• [読解用抜粋]:
見合いして結婚するコースが決まっていて、それをなんとかしたくて兄の所の撮影所に遊びに行き、監督さんに女優になるかと言われて、自由になるために女優になる事を決めることになる。
試験を受けないといけなくて、芸術概論、演劇概論、日舞、三味線、馬術など色々あった。
基礎をきちっとやれたことが有難かった。
当時の映画は皆戦争に結びつけていた。
竹やり訓練、バケツリレー等をやらされた。
デビューは腰元の役で、金魚鉢をもって廊下を歩く役だったが、なかなかOKにならなかった。
男の人がたりないので笠をかぶって、遠くの方で参加した。

軍部の要請でトラックに乗って慰問してほしいとの事で、各師団を回る。
鈴鹿航空隊の明日出発するという特攻隊の慰問に行った時は、しびれるような思いだった。
丸坊主で20歳そこそこで、シーンと静まり返って、笑うところは笑わないし、泣くとこも泣かないし、拍手する時も拍手は無いし、シーンと静まりかえったところで色々やるのですが、すごくこたえましたね。

• [抽出レコード]:
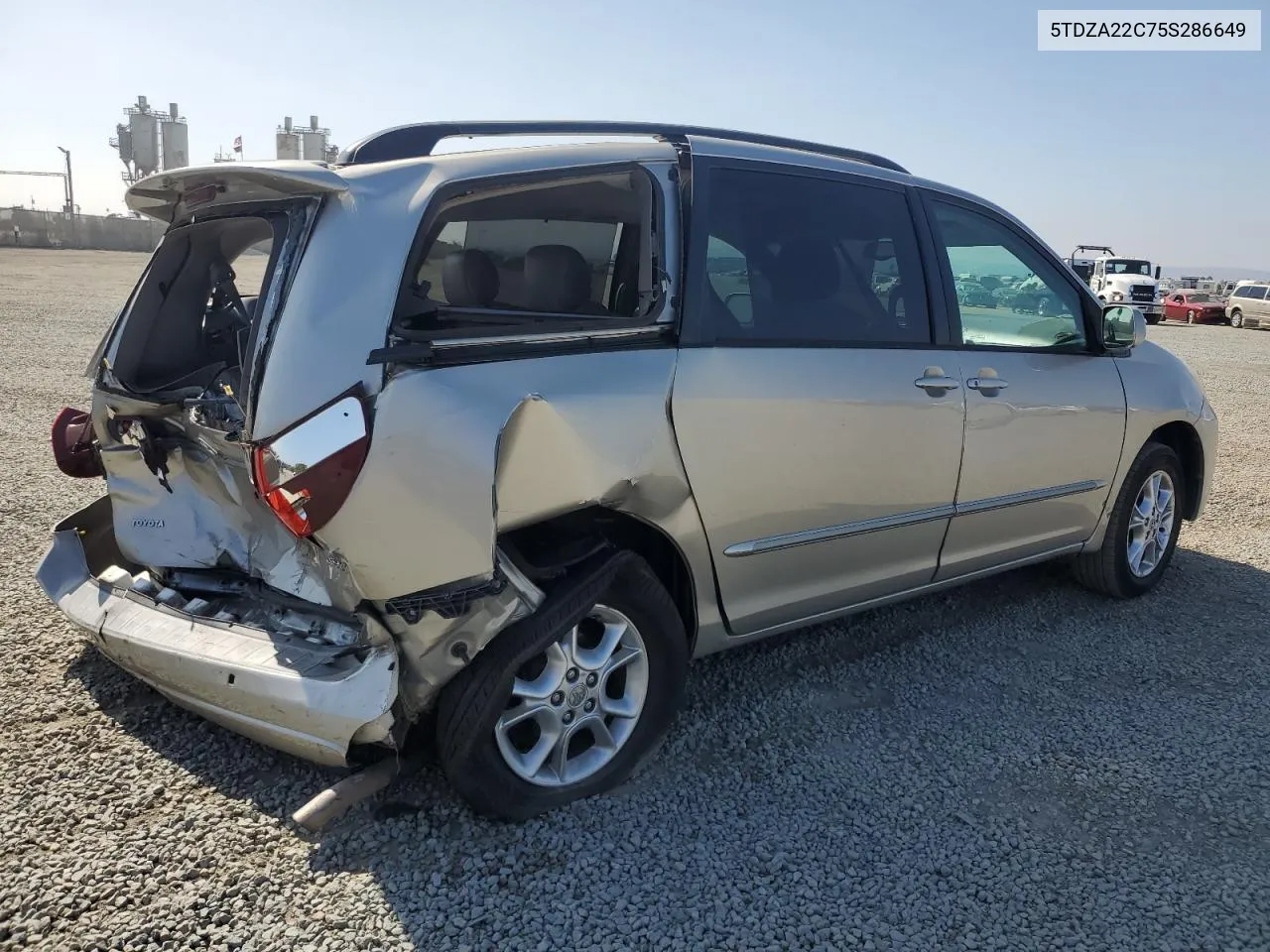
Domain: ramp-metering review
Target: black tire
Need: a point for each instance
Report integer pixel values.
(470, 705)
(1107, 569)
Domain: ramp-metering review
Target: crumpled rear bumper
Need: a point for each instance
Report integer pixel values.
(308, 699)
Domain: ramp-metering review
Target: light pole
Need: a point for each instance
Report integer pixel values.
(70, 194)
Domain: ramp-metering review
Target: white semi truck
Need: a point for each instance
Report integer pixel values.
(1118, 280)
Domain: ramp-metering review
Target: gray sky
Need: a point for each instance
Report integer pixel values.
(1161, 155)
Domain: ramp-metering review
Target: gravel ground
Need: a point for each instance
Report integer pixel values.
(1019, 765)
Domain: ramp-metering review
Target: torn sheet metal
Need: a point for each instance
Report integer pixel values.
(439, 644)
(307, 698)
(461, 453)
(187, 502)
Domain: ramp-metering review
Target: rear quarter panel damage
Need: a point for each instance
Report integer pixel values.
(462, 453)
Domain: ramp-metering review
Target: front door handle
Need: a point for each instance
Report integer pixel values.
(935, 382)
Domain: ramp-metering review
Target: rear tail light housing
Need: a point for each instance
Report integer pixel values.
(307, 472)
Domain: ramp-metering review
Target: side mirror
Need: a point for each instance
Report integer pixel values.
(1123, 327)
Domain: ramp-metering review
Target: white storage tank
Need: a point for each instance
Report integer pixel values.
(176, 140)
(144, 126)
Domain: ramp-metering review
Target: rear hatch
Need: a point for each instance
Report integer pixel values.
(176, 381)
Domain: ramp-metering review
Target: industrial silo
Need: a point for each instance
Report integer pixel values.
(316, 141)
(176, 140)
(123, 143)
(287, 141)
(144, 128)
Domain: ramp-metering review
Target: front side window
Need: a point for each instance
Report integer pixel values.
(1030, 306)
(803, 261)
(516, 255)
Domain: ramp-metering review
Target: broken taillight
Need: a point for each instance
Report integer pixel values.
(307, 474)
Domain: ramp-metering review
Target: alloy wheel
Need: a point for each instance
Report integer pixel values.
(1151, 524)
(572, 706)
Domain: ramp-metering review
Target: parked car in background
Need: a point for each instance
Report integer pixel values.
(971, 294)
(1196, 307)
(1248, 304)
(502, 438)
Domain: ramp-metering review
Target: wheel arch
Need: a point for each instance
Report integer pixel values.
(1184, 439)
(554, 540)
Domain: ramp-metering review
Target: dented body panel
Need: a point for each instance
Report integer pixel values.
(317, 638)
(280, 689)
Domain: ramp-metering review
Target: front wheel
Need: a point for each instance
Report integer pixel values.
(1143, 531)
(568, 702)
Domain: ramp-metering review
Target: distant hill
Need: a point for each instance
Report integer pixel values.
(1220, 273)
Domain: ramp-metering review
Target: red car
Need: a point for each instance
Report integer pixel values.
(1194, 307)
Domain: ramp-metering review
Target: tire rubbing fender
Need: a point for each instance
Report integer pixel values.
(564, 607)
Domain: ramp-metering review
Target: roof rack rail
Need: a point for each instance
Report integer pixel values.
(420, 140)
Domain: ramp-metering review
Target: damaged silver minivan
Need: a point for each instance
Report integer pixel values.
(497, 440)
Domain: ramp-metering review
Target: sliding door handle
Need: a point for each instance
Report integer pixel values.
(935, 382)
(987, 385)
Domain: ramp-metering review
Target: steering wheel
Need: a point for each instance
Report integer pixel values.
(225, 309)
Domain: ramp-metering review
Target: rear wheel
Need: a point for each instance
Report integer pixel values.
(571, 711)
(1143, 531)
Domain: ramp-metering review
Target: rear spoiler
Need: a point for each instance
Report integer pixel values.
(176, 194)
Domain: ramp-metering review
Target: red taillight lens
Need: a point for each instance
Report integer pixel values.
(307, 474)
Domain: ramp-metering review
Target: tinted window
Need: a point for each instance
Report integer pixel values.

• [指示 1]: 読解用抜粋によると、デビューのときに演じたのはどのような役でしたか。
• [指示 2]: 読解用抜粋にある「当時の映画は皆戦争に結びつけていた。」という文を英語に訳してください。
• [指示 3]: 読解用抜粋のうち、「竹やり訓練、バケツリレー等をやらされた。」から始まり「に行った時は、しびれるような思いだった。」で終わる部分を一字一句変えずに書き写してください。

• [解答 1]: 金魚鉢をもって廊下を歩く腰元の役でした。

• [解答 2]: The films of that time were all tied to the war.

• [解答 3]:
竹やり訓練、バケツリレー等をやらされた。
デビューは腰元の役で、金魚鉢をもって廊下を歩く役だったが、なかなかOKにならなかった。
男の人がたりないので笠をかぶって、遠くの方で参加した。

軍部の要請でトラックに乗って慰問してほしいとの事で、各師団を回る。
鈴鹿航空隊の明日出発するという特攻隊の慰問に行った時は、しびれるような思いだった。